**What the task requires:**
Duplicate everything in the PROMPT text from "PROMPT automatically applies" down to "in Figure 1.".

From the PROMPT menu choose

"Analyze -> Computable Sequence Properties -> pICompare"

this is equivalent to

"Analyze -> Generic Annotations -> Compare annotations between 2 sets -> Numeric feature comparison" and choosing "pI" in the following dialogs

PROMPT automatically applies the Mann-Whitney and the Kolmogorov-Smirnov test to the whole numeric distributions. The Mann-Whitney test (MW-test) is a rank test with the null hypothesis that the means of both distributions are equal. The Kolmogorov-Smirnov test (KS-test) tries to determine if two datasets differ significantly. The KS-test has the advantage of making no assumption about the distribution of data. Technically speaking, it is non-parametric and distribution free. Note, however, that this generality comes at some cost: other tests (for example Student's t-test) may be more sensitive if the data meet the requirements of the test. Additionally statistical values like median, standard deviation, minimum or maximum of both distributions are returned and can be shown in the PROMPT spread sheet viewer as shown in Figure 1.

**Records shown:**
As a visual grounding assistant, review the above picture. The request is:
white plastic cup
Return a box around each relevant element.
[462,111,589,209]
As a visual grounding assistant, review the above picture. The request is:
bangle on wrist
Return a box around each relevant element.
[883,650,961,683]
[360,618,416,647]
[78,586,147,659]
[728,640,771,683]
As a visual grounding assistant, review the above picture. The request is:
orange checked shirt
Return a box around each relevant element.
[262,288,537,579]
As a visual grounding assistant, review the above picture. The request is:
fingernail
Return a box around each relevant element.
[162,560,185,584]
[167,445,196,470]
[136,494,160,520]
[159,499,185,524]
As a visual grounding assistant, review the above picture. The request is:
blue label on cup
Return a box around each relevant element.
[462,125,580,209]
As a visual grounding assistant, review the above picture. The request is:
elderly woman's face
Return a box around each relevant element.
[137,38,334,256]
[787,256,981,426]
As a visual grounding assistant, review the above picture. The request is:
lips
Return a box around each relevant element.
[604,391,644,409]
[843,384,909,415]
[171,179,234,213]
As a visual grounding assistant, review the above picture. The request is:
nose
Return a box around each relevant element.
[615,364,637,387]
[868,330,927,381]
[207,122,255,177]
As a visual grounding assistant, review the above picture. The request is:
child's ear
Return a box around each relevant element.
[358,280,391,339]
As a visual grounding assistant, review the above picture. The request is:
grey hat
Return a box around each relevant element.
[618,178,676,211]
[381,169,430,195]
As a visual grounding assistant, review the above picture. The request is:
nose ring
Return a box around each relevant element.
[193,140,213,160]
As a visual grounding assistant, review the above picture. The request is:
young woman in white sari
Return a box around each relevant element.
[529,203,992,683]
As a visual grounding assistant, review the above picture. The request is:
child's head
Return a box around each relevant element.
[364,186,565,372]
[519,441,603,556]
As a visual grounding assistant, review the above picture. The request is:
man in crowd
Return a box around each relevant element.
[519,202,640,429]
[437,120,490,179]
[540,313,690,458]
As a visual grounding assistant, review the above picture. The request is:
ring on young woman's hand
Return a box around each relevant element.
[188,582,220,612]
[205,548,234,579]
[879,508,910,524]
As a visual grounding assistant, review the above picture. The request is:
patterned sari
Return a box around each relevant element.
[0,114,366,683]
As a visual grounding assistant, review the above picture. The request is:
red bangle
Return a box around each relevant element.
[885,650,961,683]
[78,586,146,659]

**Output of the exercise:**
PROMPT automatically applies the Mann-Whitney and the Kolmogorov-Smirnov test to the whole numeric distributions. The Mann-Whitney test (MW-test) is a rank test with the null hypothesis that the means of both distributions are equal. The Kolmogorov-Smirnov test (KS-test) tries to determine if two datasets differ significantly. The KS-test has the advantage of making no assumption about the distribution of data. Technically speaking, it is non-parametric and distribution free. Note, however, that this generality comes at some cost: other tests (for example Student's t-test) may be more sensitive if the data meet the requirements of the test. Additionally statistical values like median, standard deviation, minimum or maximum of both distributions are returned and can be shown in the PROMPT spread sheet viewer as shown in Figure 1.